====== Task data ======

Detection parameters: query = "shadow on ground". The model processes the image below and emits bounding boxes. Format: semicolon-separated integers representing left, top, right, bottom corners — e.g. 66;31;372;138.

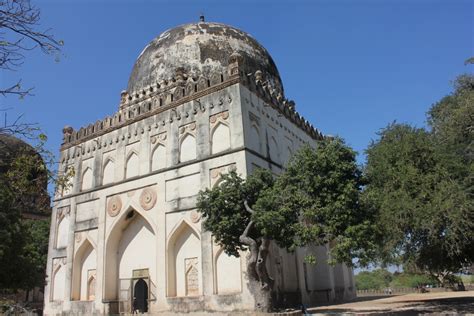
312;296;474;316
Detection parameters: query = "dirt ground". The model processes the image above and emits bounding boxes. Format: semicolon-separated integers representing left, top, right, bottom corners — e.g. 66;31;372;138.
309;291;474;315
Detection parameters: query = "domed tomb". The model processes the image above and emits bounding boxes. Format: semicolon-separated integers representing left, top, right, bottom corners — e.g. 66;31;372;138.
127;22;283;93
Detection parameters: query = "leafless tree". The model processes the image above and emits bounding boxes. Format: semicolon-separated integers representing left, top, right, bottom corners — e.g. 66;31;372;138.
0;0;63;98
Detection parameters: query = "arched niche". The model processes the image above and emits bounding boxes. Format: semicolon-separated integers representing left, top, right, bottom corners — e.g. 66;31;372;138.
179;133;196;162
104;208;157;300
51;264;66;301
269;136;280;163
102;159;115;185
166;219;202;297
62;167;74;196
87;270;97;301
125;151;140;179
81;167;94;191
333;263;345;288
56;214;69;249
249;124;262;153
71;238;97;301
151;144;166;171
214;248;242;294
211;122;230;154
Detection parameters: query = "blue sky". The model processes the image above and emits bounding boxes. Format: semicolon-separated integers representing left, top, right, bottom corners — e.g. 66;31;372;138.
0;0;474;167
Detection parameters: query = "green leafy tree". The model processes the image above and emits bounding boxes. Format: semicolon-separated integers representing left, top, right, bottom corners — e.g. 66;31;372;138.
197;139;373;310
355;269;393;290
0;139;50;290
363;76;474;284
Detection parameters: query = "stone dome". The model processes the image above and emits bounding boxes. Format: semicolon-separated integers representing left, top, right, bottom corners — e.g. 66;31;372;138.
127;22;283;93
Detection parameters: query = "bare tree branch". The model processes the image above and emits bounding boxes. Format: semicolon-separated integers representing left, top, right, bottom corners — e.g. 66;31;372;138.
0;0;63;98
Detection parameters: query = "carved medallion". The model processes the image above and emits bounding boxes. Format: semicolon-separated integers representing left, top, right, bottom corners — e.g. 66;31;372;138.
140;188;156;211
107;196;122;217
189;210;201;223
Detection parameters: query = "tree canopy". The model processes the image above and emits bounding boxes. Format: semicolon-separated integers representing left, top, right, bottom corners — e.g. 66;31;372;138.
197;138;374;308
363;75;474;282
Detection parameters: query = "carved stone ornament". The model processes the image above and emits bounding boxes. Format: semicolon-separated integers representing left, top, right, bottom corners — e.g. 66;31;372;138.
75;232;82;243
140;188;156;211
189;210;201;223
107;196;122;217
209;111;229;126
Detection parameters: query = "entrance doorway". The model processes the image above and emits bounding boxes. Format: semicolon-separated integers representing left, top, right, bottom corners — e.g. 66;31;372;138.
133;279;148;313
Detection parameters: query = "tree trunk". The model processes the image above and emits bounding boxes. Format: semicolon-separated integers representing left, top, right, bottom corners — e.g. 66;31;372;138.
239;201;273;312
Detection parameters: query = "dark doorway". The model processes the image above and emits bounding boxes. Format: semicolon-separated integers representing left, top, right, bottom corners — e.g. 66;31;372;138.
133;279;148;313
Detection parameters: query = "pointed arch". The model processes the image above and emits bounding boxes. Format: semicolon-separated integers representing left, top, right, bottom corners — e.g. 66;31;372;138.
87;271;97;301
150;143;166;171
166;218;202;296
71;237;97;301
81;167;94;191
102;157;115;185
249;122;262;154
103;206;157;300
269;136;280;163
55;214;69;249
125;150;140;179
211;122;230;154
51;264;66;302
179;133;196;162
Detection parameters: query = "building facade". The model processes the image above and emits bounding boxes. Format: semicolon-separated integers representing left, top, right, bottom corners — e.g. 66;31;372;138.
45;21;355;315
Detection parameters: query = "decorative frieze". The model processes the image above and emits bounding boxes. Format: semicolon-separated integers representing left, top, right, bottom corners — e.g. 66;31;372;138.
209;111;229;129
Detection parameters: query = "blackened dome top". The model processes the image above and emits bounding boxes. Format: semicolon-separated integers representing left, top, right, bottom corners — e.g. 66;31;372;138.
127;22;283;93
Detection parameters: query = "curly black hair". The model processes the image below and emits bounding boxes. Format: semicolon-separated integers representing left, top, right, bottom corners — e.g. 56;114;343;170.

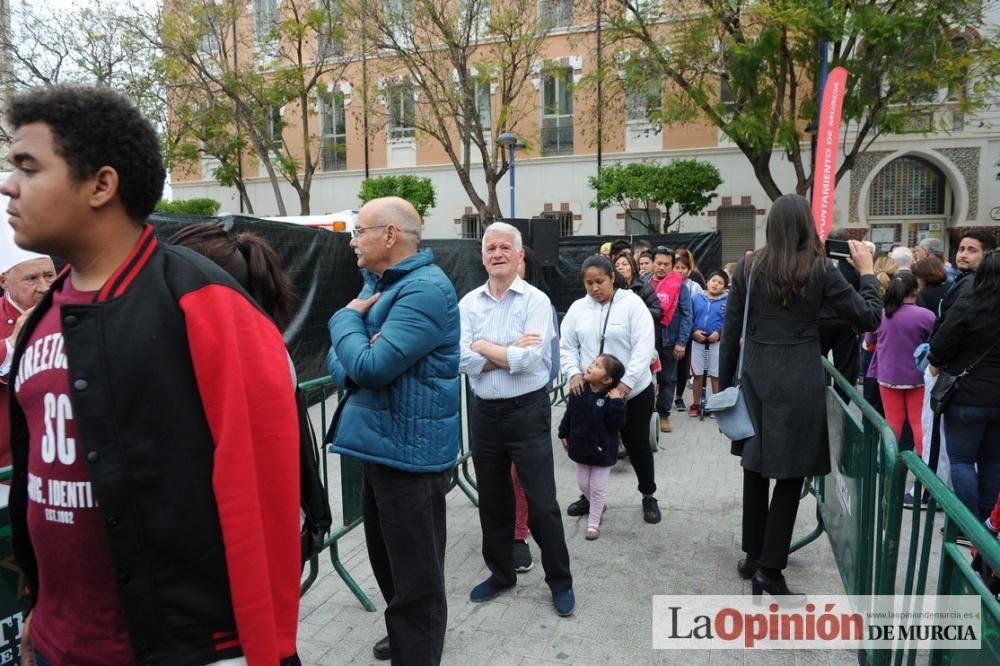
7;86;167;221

======
====== Task data ======

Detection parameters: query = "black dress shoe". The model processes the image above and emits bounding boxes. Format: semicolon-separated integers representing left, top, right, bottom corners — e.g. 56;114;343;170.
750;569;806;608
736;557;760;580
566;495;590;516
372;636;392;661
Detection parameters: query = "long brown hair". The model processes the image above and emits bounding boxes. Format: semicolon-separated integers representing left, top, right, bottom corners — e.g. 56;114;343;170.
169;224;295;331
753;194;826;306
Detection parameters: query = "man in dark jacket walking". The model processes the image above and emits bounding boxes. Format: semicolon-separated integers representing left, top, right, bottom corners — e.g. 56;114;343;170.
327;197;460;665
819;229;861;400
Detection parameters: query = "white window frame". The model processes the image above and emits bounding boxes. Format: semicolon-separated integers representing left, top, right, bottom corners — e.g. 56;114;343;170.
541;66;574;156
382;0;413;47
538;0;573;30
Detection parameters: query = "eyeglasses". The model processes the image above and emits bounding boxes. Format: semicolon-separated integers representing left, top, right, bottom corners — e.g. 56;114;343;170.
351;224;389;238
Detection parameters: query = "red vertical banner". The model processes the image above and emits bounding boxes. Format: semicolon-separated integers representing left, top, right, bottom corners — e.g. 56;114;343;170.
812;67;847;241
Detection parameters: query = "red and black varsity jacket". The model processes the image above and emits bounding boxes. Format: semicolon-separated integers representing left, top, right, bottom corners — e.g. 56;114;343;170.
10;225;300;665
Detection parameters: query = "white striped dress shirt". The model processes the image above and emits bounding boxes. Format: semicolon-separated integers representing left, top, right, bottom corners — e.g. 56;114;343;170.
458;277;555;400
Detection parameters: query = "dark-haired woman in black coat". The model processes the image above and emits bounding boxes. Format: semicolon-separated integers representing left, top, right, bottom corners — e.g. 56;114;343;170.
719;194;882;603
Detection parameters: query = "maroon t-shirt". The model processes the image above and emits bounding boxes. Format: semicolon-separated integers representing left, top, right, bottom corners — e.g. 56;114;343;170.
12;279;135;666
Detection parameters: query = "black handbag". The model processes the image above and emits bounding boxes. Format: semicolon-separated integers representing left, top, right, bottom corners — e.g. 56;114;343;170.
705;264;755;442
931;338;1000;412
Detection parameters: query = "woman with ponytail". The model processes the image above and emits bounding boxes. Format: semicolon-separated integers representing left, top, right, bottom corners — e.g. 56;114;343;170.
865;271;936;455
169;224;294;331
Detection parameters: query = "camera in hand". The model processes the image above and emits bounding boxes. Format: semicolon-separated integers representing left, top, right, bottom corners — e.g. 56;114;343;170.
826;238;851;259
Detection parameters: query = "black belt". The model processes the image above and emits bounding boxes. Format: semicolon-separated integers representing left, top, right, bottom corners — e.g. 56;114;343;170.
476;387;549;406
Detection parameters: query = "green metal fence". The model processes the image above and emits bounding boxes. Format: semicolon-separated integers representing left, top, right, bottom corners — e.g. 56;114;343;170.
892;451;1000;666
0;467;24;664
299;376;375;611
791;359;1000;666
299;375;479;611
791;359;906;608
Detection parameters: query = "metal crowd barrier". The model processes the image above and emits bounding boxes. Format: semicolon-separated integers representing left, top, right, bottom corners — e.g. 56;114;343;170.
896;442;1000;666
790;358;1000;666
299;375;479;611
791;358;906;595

======
====== Task data ======

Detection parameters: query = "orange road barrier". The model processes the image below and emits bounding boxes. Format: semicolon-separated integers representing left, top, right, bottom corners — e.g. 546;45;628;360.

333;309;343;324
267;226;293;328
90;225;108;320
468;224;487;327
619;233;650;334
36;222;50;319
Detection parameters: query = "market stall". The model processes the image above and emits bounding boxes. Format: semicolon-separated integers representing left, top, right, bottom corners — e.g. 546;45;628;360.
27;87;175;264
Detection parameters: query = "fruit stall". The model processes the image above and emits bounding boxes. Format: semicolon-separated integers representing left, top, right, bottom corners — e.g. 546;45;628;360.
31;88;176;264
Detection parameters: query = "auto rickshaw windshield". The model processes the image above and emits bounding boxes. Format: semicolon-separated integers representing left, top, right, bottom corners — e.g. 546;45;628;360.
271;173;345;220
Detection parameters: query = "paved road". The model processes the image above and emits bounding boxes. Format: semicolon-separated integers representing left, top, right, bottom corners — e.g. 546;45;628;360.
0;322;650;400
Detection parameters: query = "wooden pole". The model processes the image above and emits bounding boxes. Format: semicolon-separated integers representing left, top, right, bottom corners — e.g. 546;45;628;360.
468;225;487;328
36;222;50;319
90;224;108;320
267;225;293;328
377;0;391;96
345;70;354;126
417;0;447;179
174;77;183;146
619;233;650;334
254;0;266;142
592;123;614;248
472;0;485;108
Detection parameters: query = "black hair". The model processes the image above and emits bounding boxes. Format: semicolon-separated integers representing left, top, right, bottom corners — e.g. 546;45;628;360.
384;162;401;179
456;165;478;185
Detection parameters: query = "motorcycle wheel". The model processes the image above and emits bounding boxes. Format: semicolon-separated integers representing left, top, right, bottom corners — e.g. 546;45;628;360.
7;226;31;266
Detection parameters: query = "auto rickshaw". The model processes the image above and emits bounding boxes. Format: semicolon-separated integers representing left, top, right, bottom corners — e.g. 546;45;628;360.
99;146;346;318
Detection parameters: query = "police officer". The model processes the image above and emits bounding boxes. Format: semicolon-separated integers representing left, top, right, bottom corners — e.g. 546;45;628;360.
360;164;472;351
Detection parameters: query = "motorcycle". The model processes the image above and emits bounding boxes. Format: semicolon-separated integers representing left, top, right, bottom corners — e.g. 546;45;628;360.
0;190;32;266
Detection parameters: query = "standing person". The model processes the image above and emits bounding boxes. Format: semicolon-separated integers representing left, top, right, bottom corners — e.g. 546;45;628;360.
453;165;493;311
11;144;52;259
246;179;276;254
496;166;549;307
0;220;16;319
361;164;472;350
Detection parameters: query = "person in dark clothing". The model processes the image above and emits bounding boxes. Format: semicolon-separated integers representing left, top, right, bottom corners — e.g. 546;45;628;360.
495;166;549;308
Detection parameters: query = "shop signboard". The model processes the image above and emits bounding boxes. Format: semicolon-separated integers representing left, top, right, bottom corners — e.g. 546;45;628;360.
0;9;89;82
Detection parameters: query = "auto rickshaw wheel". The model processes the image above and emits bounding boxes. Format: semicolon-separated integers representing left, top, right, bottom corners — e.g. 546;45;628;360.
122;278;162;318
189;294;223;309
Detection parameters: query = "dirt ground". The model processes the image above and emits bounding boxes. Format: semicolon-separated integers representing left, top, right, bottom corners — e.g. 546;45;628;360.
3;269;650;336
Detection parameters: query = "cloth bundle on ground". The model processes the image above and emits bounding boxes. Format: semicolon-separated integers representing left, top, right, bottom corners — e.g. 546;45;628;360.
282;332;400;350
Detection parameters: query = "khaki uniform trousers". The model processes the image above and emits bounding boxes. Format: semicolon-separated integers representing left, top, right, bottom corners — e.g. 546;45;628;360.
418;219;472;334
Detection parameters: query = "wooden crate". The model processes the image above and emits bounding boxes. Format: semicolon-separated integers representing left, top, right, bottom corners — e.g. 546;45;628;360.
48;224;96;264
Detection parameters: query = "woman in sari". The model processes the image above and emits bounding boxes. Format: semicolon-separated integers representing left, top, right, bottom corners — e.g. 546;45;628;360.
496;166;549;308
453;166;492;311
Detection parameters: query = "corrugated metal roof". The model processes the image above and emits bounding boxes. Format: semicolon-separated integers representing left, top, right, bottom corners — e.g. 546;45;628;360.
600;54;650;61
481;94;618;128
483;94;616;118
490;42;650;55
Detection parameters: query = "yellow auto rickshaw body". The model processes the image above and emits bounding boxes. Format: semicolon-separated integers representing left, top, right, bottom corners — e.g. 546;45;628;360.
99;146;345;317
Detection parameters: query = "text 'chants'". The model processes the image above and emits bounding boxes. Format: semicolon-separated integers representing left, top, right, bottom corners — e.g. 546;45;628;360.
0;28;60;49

======

Problem description » Count the lines in the entries above that contain the string "coat", treating uppercase and lowercase as different. Give only the number.

Correct output » 1